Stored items
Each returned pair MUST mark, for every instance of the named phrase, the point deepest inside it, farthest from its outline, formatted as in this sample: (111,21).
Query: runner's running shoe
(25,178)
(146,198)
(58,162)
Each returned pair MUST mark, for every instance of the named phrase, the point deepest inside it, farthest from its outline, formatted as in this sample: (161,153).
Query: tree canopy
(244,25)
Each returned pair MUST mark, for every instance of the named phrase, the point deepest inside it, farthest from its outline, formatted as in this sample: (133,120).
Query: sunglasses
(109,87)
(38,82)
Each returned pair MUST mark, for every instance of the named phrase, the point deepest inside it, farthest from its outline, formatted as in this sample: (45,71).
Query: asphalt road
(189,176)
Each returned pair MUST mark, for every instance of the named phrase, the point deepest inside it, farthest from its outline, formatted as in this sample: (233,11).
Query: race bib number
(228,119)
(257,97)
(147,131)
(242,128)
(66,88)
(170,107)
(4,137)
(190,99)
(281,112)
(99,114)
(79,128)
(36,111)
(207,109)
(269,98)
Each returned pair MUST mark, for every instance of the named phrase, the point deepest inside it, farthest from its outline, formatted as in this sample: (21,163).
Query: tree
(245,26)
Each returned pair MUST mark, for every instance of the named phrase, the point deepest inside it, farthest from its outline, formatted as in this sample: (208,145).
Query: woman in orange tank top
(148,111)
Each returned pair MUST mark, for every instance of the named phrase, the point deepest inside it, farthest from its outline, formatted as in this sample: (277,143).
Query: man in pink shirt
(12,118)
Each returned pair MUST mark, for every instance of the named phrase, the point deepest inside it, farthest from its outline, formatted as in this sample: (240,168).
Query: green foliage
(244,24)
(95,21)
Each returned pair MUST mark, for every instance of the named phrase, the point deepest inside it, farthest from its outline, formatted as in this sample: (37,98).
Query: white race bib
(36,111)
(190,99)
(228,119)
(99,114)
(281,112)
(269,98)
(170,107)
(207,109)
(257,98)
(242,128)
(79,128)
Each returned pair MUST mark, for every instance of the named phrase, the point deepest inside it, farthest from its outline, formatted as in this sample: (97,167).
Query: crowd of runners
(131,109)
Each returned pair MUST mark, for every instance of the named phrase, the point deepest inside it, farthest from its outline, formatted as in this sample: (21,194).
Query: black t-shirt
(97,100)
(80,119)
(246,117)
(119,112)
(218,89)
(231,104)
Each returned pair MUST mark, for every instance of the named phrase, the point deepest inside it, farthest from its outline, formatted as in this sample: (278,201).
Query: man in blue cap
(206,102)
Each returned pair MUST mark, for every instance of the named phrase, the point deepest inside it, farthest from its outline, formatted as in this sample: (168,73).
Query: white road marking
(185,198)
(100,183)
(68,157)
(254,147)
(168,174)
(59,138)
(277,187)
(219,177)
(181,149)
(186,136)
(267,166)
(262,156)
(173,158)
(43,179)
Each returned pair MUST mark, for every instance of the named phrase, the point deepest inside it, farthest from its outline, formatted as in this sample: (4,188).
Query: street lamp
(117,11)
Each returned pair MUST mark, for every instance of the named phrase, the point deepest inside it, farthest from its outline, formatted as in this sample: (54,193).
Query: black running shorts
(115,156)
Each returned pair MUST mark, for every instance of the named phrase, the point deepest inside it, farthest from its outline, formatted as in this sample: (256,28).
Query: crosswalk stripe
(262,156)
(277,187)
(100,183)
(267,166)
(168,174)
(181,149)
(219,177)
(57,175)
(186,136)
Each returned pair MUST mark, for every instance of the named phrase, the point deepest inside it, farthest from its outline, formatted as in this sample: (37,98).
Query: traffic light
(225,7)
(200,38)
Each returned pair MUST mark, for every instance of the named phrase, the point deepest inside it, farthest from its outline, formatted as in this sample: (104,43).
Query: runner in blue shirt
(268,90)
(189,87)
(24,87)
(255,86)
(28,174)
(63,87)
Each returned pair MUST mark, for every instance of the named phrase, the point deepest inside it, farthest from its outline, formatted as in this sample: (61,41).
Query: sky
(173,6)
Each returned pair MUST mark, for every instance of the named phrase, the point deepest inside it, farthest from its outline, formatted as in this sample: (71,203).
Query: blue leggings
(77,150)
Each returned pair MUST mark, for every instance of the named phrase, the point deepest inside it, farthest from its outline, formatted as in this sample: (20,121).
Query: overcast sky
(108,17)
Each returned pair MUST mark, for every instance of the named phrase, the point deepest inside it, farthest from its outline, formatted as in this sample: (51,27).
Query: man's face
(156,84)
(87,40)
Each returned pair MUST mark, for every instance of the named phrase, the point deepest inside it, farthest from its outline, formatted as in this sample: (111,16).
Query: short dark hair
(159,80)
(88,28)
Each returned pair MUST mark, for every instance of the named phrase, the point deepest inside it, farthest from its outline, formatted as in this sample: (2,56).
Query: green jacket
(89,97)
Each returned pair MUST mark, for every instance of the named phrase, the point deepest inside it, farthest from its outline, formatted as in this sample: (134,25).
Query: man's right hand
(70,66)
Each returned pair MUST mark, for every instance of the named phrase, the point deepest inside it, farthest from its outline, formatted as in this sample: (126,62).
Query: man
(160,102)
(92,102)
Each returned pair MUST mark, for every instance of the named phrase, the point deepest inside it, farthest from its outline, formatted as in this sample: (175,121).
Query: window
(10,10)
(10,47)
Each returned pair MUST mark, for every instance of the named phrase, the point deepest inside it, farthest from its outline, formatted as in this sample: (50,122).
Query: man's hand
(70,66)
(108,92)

» ACTION ITEM: Quote every entry exactly.

» TASK OUTPUT:
Each returned pair MUST mark, for every instance of the named phrase, the point deepest inside it, farthest from its outline, formatted as in this sample: (111,21).
Query: runner's running shoe
(25,178)
(146,198)
(58,162)
Each returned pair MUST mark, for every instance of the named phrase, the point deepest inside it, farthest from its outline, formatted as in this sample: (161,153).
Query: tree canopy
(244,25)
Each returned pair MUST mark, for every instance of the named phrase, the point deepest inside it, farthest from its outline, formatted as in this sample: (133,120).
Query: sunglasses
(109,87)
(38,82)
Each returned pair MUST mark, for every instance of the named phrase, the point deepest inside it, farthest from its outline, formatted as in this sample: (45,71).
Query: asphalt road
(189,176)
Each returned pair MUST mark, for every instance of the named phrase, the point deepest inside it, farthest from its outline, formatted as in this sample: (233,11).
Query: race bib number
(228,119)
(257,97)
(147,131)
(242,128)
(66,88)
(170,107)
(4,137)
(190,99)
(281,112)
(99,114)
(79,128)
(36,111)
(207,109)
(269,98)
Each returned pair MUST mark, for every instance of the named phrase, the point deepest inside it, farthest from its outline, formatted as in this sample: (21,163).
Query: tree
(245,26)
Each returned pair MUST mark, for every instance of the named phrase, the point deepest inside it, farthest from its outline, formatted as in this sample: (208,145).
Query: woman in orange tank top
(148,111)
Each returned pair MUST mark, for every instance of the named phrase, the point deepest inside it, farthest from its outline, formatted as in this sample: (277,143).
Query: man in pink shirt
(12,118)
Each returned pair MUST mark, for every instance of the named phrase, the point deepest inside it, farthest from its outline, formatted as in this sample: (240,168).
Query: green foliage
(244,24)
(95,21)
Each returned pair MUST mark, for every instance of the named phrase, the point deepest inside it, farthest from its outline, formatted as in this sample: (37,98).
Query: white race bib
(36,111)
(190,99)
(228,119)
(99,114)
(281,112)
(269,98)
(170,107)
(207,109)
(257,98)
(242,128)
(79,128)
Each returned pair MUST mark, for every instance of the named phrase, the point deepest inside it, farthest from its outline, formatted as in this sample: (97,167).
Query: crowd of runners
(131,109)
Each returned pair MUST mark, for every instance of the named phrase, the point deepest inside it, farthest from its outline, formatted as in this sample: (21,194).
Query: black t-shirt
(97,100)
(80,119)
(246,117)
(119,112)
(218,89)
(231,104)
Each returned pair MUST mark, for every instance of the named phrase, the point deepest inside it, farthest from its outline, formatted as in this sample: (278,201).
Query: man in blue cap
(206,102)
Each returned pair MUST mark, for every instance of the named phrase, the point deepest inside it, farthest from its outline, formatted as in this sample: (168,73).
Query: white road marking
(185,198)
(100,183)
(68,157)
(254,147)
(168,174)
(59,138)
(277,187)
(219,177)
(181,149)
(186,136)
(267,166)
(262,156)
(173,158)
(43,179)
Each returned pair MUST mark, for every instance of the named phrase, the point deepest inside it, farthest from its outline, formatted as in this sample: (4,188).
Query: street lamp
(117,11)
Each returned pair MUST mark, for every instance of the named phrase, the point deepest inside it, farthest from its outline, formatted as in this sample: (54,193).
Query: black running shorts
(115,156)
Each returned pair MUST mark, for every instance of the named phrase, the point deepest inside it, farthest from its outline, formatted as in this sample: (256,28).
Query: crosswalk stripe
(262,156)
(277,187)
(100,183)
(267,166)
(168,174)
(181,149)
(219,177)
(57,175)
(186,136)
Each returned pair MUST mark, for every instance of the named phrase, the point deepest inside it, farthest from its outline, formatted as in this sample: (37,98).
Query: traffic light
(225,7)
(200,38)
Each returned pair MUST mark, for every instance of the named phrase, the point deepest inside it, farthest from its outline, formatted as in this sample: (104,43).
Query: runner in blue shirt
(268,90)
(189,87)
(24,87)
(255,86)
(28,174)
(63,87)
Each returned pair MUST mark, for every instance of the named phrase, the point deepest inside it, farthest from its outline, formatted as in this sample: (61,41).
Query: sky
(173,6)
Each returned pair MUST mark, for every instance of the named phrase, the point deepest inside it, farthest from its outline, formatted as in this sample: (71,203).
Query: blue leggings
(77,150)
Each returned pair MUST mark, for every instance of the named phrase, the point deepest inside it, farthest from its outline, formatted as in this sample: (20,121).
Query: overcast sky
(108,17)
Each returned pair MUST mark, for every instance of the named phrase, the point deepest inside it, farthest from its outline, formatted as in this sample: (51,27).
Query: man's face
(156,84)
(87,40)
Each returned pair MUST mark, for every instance of the named phrase, the point deepest inside it, farthest from its outline, formatted as in this sample: (111,16).
Query: short dark hair
(159,80)
(88,28)
Each returned pair MUST mark, for every instance of the named phrase, the point deepest inside it, farthest from its outline, formatted as in this sample: (2,56).
Query: green jacket
(89,97)
Each returned pair MUST mark, for every instance of the named phrase, the point deepest inside it, farthest from its outline, formatted as in this sample: (134,25).
Query: man's right hand
(70,66)
Each returned pair MUST mark, for every instance of the named phrase, the point deepest inside it, farthest from its outline, formatted as in this sample: (126,62).
Query: man
(160,102)
(92,102)
Each returned pair MUST mark, for every instance of the named phrase, the point deepest inside it, farthest from its outline, formatted as in this sample: (175,121).
Query: window
(10,10)
(10,47)
Each returned pair MUST mark, for every instance of the named phrase, the point deepest inside it, farthest from its outline, formatted as in this sample: (50,122).
Query: man's hand
(70,66)
(108,92)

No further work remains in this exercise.